** Условие задачи **
Перепишите дословно строки данных ниже, начиная со строки, где стоит «reads [[593, 470]].», и заканчивая строкой, где стоит «[[649, 128]]».

Сохранённые записи:

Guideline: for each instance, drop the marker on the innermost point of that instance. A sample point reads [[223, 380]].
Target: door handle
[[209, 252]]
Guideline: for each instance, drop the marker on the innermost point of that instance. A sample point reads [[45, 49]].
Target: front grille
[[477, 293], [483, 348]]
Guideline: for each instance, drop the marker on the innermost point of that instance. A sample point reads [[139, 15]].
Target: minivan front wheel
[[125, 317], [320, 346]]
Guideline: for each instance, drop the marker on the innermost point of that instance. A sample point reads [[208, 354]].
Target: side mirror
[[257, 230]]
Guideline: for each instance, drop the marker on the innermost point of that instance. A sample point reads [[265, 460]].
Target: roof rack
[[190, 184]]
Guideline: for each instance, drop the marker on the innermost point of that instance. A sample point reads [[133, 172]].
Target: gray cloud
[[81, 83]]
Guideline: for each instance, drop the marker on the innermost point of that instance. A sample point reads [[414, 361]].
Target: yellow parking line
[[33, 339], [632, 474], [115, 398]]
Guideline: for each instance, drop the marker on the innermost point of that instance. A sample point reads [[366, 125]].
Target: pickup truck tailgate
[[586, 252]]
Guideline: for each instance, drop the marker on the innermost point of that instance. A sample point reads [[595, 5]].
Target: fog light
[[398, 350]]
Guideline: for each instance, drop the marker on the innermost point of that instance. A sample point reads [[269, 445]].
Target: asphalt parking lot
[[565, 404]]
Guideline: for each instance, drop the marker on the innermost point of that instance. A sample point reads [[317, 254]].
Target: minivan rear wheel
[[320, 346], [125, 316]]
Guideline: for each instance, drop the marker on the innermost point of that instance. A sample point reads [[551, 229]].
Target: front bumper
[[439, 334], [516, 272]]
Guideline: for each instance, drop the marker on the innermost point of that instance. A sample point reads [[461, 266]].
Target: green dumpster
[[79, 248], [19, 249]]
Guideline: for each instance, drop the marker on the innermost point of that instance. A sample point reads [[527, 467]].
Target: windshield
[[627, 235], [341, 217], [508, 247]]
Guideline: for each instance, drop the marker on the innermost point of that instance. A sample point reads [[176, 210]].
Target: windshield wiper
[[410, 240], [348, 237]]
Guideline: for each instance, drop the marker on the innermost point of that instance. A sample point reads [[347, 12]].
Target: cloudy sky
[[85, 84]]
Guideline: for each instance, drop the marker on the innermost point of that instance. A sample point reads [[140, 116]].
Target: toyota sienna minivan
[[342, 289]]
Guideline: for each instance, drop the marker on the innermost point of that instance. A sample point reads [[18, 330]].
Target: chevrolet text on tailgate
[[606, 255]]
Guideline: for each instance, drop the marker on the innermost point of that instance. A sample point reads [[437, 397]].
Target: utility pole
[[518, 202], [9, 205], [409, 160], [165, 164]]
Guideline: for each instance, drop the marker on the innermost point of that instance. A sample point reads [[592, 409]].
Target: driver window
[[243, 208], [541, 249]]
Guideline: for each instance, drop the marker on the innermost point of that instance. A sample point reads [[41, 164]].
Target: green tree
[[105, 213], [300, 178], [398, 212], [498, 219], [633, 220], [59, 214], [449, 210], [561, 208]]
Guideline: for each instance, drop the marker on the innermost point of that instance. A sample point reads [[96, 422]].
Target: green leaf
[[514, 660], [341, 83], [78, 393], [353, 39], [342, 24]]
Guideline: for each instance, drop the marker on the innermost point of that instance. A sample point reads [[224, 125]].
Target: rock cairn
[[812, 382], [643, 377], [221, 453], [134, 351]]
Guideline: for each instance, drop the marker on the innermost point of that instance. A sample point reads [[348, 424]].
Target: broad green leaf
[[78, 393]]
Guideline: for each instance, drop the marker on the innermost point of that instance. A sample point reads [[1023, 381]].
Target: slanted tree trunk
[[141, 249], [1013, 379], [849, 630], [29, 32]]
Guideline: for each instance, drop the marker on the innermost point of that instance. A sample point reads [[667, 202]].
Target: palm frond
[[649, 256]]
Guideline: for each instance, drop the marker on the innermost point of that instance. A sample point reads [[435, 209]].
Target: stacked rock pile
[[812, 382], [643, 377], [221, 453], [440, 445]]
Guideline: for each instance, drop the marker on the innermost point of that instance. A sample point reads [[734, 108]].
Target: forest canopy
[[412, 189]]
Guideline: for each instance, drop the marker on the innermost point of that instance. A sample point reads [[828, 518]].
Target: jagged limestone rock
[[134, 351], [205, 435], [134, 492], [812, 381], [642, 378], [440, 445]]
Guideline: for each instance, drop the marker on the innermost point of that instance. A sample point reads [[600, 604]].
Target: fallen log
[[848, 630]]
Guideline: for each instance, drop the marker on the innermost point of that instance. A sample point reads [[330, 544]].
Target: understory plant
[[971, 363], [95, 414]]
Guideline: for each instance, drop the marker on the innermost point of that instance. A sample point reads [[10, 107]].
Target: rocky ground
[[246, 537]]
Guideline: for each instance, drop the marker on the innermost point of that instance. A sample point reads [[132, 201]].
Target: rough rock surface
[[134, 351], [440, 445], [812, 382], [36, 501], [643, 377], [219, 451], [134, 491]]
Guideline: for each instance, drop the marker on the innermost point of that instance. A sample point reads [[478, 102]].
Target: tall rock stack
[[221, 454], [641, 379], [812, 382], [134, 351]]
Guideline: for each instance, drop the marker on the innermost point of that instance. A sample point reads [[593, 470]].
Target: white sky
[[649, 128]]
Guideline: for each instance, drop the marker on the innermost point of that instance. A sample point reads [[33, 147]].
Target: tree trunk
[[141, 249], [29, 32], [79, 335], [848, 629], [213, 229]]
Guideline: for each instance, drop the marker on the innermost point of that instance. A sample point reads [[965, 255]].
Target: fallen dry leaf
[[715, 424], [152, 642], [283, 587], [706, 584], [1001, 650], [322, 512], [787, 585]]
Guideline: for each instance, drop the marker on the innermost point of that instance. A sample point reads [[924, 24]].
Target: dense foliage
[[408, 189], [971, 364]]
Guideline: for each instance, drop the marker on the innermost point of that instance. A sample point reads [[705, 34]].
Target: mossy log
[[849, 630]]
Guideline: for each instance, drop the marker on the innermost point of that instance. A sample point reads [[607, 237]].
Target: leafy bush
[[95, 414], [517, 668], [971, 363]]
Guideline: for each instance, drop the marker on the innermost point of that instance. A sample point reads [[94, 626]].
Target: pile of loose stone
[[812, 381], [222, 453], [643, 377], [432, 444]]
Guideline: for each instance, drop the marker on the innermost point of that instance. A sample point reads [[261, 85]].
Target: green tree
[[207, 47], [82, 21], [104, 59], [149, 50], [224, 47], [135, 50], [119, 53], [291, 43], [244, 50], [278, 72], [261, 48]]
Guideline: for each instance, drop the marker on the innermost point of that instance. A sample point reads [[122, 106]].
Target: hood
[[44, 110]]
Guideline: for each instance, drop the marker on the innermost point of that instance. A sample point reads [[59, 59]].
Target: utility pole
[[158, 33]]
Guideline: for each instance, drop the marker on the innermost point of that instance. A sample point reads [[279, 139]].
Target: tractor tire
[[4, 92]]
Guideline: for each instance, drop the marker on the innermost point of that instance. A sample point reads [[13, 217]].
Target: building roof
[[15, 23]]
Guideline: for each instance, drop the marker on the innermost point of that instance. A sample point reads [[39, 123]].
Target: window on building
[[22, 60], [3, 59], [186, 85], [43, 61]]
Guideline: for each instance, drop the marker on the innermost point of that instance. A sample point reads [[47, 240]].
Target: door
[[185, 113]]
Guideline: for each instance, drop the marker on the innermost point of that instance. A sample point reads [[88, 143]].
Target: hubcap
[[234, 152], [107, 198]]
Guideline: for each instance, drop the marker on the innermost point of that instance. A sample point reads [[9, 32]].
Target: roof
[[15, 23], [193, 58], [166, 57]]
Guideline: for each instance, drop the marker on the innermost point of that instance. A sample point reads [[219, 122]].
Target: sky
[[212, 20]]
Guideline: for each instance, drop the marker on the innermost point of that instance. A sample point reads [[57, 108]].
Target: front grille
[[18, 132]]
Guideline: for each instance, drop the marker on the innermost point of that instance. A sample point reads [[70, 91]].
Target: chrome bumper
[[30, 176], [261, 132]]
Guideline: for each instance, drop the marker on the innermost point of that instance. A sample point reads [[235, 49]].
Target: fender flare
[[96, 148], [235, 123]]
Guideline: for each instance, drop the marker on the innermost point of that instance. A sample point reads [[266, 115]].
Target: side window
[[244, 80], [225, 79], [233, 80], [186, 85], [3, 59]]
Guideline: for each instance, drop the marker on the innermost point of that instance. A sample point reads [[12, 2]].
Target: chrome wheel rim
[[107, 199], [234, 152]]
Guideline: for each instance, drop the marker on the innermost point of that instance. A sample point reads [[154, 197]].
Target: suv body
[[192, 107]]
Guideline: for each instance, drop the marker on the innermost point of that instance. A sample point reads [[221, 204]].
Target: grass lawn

** Ответ к заданию **
Guideline: for each instance, drop the marker on the innermost point of that instance. A sample point reads [[593, 470]].
Target: white sky
[[649, 128]]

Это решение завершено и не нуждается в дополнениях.